Problems and tasks:
1. List the things the post about the hanging polling server says were already tried without success.
2. Go on with the post about the hanging polling server, starting right after its last sentence.

Text shown:
= = = = =
Hi ,
I am posting this issue when nothing worked out, means everything - Support case, Windows troubleshoot, Logs capturing etc. etc.
Environment -
1. NPM, SAM, SRM on Primary Poller. Configuration - 160 GB RAM and 16 Core CPU. OS - 2008 R2 SP1.
2. SQL DB - On Separate Server - 256 GB RAM and 16 COre CPU. OS - 2008 R2 SP1.
3. Three more Additional Polling Engines for NPM and SAM. SRM is also there but we are not using SRM so far. Configuration for each APE : 40 GB RAM, 16 Core CPU. OS - 2012 Standard.
Issue -
APE server is going in Hung state every 3-4 days that results in Solarwinds to stop monitor, Bulk of false email alert of past events and DCOM fail events. That happens in Evening time only of EST time i.e. arround 4-6 PM EST.
= = = = =
(Data pulled from a collection)
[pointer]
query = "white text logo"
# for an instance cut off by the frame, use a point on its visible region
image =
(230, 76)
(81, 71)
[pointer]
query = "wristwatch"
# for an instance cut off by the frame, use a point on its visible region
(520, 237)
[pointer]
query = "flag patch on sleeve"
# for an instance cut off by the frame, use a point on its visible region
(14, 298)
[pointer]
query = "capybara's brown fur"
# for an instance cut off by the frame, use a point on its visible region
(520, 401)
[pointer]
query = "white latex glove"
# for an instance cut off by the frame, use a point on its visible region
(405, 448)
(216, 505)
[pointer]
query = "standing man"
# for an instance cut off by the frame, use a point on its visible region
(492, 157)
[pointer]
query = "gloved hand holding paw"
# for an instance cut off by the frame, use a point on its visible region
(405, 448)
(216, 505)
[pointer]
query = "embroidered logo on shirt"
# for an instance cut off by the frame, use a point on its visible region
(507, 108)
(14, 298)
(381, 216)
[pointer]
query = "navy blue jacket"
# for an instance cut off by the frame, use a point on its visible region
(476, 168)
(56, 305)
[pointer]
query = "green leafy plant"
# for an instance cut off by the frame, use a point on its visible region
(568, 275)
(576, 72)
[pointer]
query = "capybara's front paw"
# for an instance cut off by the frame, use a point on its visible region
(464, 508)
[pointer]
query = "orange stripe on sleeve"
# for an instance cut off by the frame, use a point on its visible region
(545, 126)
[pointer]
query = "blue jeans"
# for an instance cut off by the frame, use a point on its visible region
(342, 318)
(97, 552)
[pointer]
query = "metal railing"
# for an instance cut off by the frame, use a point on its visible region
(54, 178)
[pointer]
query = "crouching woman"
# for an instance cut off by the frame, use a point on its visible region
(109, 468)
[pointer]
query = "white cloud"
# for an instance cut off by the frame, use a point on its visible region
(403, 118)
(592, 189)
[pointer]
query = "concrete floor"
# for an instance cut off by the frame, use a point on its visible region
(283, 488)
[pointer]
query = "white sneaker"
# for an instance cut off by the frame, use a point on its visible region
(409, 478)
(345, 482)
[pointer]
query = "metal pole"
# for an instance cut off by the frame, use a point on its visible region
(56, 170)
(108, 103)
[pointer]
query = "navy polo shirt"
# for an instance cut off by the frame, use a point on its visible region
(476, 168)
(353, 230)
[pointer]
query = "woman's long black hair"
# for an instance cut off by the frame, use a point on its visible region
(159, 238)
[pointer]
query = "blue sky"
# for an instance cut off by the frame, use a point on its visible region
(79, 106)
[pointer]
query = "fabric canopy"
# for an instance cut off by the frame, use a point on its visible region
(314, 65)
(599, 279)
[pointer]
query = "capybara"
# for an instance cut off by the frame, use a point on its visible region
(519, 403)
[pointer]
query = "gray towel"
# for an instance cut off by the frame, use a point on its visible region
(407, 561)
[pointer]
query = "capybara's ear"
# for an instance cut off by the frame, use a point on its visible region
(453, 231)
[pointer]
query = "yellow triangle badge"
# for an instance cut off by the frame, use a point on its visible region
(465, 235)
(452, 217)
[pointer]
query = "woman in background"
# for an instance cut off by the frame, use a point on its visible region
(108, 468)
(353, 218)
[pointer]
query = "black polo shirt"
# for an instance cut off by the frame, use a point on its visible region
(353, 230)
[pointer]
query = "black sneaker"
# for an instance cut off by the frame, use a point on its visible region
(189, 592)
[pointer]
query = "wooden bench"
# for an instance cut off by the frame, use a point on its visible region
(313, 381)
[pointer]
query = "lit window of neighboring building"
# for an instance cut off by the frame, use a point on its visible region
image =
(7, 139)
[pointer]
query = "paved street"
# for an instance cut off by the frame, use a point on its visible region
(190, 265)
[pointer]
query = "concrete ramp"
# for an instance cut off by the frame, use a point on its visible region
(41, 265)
= = = = =
Responses:
1.
Support case
Windows troubleshoot
Logs capturing

2.
Initially we had only one APE and when we distributed the load of Primary poller it worked fine for one week but after that started going Hung state, nothing could be done except reboot and monitoring started worked fine.
After having a case with Solarwinds Support Team, at last they suggested to rebuild another APE machine. We did builted another APE machine with same configuration as emntoned above for APE's and moved all the nodes form that APE to 2nd APE. Now issue started with new APE.
We had multiple cases where Solarwinds had said that this is related to System issue not with Solarwinds Product.
Lot of Subscription errors - but they have stopped after upgrading Solarwinds to 2017 SP2. Polling rate is also normal.
I had another APE (Same configuration , and it is on same host and same LAN) assign to another Solarwinds instance and that has NPM, NTA and IPAM only and APE is running fine. No hanging issue so far after bulting.
If that issue is with system host or configuration then it should happen with other APE on another Solarwinds because all are builted at same time with same configurations.
Steps that we have done so far.
1. Registry modification for TCP/Port Excaution is done.
2. Exclude Solarwinds Folders from Antivirus Scanning.
3. Re-building APE's.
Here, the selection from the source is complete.